From the data below, copy each line that includes the word "driveway", case included.

(Named object pointing entries)
══════════

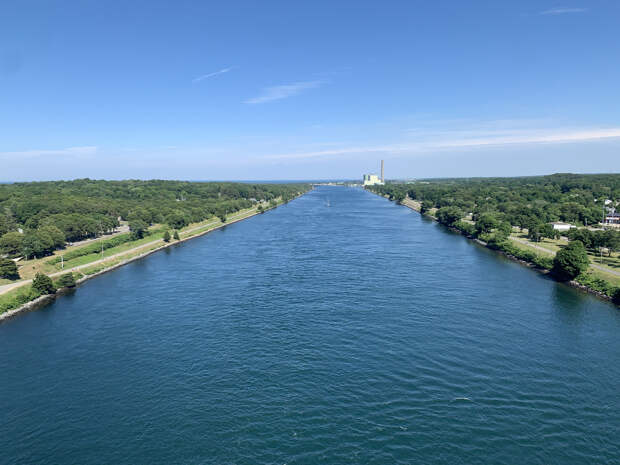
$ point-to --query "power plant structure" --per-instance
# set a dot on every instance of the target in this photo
(372, 179)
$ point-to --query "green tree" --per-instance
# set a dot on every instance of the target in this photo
(426, 206)
(138, 228)
(66, 280)
(449, 215)
(43, 284)
(8, 269)
(11, 243)
(485, 223)
(570, 261)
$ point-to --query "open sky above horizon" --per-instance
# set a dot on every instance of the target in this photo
(313, 90)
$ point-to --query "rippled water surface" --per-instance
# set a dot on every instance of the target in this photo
(357, 332)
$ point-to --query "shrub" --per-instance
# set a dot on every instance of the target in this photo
(138, 228)
(66, 280)
(8, 269)
(571, 261)
(43, 284)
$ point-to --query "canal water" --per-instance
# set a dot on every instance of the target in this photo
(339, 329)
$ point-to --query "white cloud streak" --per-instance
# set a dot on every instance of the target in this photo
(269, 94)
(207, 76)
(563, 11)
(70, 151)
(459, 140)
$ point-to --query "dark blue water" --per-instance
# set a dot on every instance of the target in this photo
(355, 333)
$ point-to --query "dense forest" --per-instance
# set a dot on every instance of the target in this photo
(37, 218)
(490, 207)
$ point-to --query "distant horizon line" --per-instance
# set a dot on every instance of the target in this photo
(282, 180)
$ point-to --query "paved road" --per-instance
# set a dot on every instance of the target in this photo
(8, 287)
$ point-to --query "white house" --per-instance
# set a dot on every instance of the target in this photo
(559, 226)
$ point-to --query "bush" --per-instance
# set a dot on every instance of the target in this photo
(66, 280)
(138, 228)
(571, 261)
(8, 269)
(43, 284)
(449, 215)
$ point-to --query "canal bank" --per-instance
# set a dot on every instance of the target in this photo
(99, 267)
(413, 205)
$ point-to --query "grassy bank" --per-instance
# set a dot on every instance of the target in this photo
(599, 279)
(87, 261)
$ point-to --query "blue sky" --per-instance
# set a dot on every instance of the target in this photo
(307, 90)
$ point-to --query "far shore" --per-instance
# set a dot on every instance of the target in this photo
(46, 299)
(413, 205)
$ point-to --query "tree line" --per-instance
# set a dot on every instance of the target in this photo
(39, 217)
(489, 208)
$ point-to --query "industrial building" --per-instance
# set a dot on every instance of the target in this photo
(373, 179)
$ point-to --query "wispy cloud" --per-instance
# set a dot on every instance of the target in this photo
(269, 94)
(207, 76)
(72, 151)
(465, 139)
(563, 11)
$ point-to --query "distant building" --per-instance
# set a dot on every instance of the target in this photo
(612, 218)
(559, 226)
(371, 180)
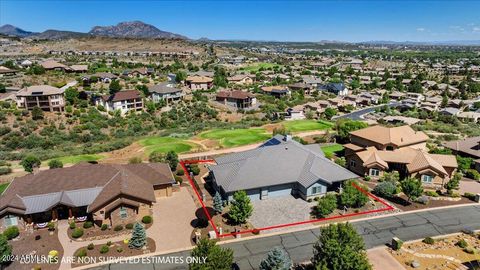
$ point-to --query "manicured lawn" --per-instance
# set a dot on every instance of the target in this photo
(78, 158)
(331, 149)
(236, 137)
(306, 125)
(257, 66)
(3, 187)
(166, 144)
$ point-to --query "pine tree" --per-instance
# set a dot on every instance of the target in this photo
(276, 259)
(217, 203)
(241, 208)
(5, 249)
(139, 237)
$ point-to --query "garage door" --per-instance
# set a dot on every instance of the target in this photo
(254, 194)
(280, 190)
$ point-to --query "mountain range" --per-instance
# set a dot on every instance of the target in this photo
(134, 29)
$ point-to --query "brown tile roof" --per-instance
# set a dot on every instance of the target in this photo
(236, 94)
(400, 136)
(113, 180)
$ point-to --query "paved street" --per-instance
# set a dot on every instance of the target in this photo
(376, 232)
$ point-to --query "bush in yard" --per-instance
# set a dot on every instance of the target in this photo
(5, 250)
(326, 205)
(340, 247)
(11, 232)
(217, 203)
(412, 188)
(351, 196)
(216, 256)
(385, 189)
(473, 174)
(241, 208)
(462, 243)
(77, 232)
(30, 162)
(104, 249)
(81, 253)
(429, 241)
(276, 258)
(55, 163)
(87, 224)
(147, 219)
(139, 237)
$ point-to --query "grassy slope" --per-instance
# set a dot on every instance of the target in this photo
(306, 125)
(166, 144)
(236, 137)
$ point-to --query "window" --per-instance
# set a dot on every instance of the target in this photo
(10, 220)
(123, 212)
(427, 178)
(374, 172)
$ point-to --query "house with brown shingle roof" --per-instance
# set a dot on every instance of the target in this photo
(103, 193)
(236, 98)
(124, 101)
(377, 149)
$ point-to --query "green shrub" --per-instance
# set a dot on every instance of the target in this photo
(11, 232)
(429, 241)
(462, 243)
(147, 219)
(104, 249)
(473, 174)
(81, 253)
(87, 224)
(77, 232)
(385, 189)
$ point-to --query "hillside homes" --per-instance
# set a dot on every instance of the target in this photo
(377, 149)
(109, 194)
(46, 97)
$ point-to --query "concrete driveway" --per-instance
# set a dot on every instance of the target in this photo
(172, 216)
(279, 210)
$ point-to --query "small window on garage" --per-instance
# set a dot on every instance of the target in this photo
(123, 212)
(10, 220)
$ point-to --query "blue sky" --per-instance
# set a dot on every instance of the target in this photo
(261, 20)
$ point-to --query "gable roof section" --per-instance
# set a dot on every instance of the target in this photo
(400, 136)
(277, 161)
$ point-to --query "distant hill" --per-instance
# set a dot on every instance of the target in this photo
(11, 30)
(58, 34)
(135, 29)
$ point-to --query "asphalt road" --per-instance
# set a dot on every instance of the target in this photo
(356, 115)
(375, 232)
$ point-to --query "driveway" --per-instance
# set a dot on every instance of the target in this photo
(172, 216)
(279, 210)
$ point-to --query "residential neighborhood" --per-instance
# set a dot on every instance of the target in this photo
(266, 138)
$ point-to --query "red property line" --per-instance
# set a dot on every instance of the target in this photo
(375, 198)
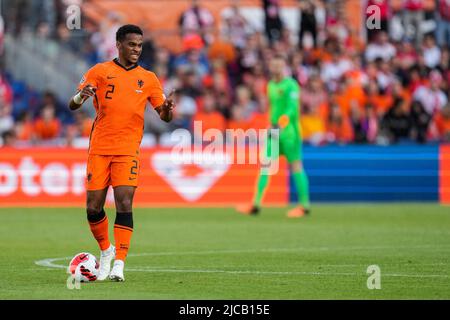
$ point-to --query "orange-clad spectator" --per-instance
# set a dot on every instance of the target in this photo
(313, 96)
(83, 124)
(442, 121)
(380, 102)
(209, 117)
(258, 80)
(24, 127)
(244, 101)
(47, 126)
(350, 93)
(238, 119)
(222, 50)
(339, 127)
(400, 93)
(312, 127)
(260, 118)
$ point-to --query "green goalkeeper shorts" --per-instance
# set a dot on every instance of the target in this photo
(290, 147)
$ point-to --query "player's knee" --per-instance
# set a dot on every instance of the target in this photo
(124, 205)
(93, 207)
(94, 215)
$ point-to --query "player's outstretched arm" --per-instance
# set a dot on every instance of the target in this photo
(165, 110)
(82, 95)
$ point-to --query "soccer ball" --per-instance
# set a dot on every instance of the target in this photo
(84, 267)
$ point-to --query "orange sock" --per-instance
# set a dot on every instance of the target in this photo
(99, 228)
(123, 230)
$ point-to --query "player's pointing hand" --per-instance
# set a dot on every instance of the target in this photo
(88, 91)
(169, 103)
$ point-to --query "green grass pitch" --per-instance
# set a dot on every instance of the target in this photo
(217, 254)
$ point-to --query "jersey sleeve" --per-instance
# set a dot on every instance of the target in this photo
(90, 77)
(293, 100)
(156, 94)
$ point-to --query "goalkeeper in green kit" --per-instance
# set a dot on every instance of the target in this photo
(284, 94)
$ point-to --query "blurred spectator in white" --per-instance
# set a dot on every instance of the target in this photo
(249, 55)
(6, 96)
(385, 14)
(272, 19)
(396, 123)
(332, 71)
(413, 16)
(105, 39)
(420, 122)
(380, 48)
(47, 126)
(430, 95)
(186, 109)
(443, 23)
(197, 20)
(385, 76)
(308, 22)
(193, 57)
(244, 101)
(314, 94)
(42, 14)
(236, 27)
(431, 52)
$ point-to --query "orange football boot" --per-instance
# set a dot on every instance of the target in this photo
(247, 209)
(296, 212)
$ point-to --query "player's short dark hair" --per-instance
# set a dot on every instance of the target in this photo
(126, 29)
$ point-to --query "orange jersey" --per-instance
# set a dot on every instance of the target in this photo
(120, 100)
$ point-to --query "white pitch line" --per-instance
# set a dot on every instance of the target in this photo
(50, 263)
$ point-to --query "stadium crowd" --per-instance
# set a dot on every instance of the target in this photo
(390, 88)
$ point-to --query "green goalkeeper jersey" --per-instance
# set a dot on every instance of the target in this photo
(284, 100)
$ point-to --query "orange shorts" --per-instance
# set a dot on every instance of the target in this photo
(103, 171)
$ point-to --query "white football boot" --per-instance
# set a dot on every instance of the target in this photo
(117, 271)
(106, 256)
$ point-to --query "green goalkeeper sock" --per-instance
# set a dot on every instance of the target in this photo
(302, 185)
(263, 180)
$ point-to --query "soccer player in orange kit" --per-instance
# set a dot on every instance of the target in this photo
(120, 91)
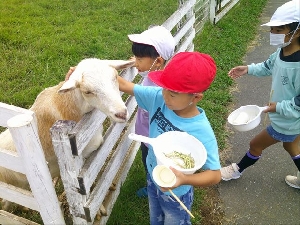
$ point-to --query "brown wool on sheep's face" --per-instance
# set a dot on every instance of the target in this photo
(66, 101)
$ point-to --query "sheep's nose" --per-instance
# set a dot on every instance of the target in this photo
(122, 115)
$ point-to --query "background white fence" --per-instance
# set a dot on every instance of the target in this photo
(96, 181)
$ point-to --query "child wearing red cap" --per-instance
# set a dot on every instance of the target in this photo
(151, 48)
(284, 109)
(173, 106)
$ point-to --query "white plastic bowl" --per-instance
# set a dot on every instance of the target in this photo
(175, 141)
(246, 117)
(163, 176)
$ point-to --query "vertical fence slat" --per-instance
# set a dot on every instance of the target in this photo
(23, 129)
(69, 170)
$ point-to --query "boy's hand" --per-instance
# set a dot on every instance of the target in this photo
(238, 71)
(69, 73)
(132, 59)
(271, 108)
(179, 177)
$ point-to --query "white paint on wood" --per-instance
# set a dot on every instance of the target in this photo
(11, 160)
(9, 218)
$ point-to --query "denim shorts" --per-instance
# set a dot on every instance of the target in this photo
(281, 137)
(164, 209)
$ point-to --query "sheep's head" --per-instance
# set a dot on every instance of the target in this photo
(97, 81)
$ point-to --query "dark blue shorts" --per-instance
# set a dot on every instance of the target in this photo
(280, 137)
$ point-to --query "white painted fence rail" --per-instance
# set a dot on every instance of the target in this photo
(29, 160)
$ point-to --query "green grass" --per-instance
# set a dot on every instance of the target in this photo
(41, 39)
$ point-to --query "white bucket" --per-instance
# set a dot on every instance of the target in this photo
(246, 117)
(175, 141)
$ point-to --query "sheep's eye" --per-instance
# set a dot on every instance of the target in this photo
(88, 92)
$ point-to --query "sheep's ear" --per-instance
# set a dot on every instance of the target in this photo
(121, 64)
(68, 86)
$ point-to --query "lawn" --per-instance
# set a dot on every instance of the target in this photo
(40, 40)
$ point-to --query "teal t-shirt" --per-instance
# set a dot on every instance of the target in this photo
(162, 119)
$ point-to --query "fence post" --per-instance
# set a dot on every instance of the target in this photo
(24, 132)
(69, 168)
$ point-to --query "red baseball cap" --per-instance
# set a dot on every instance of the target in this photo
(187, 72)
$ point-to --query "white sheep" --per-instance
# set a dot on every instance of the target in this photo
(92, 85)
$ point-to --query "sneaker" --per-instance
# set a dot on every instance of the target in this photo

══════════

_Answer to the problem_:
$ point-to --query "concrete driveway" --per-instance
$ point-to --query "driveway" --per-instance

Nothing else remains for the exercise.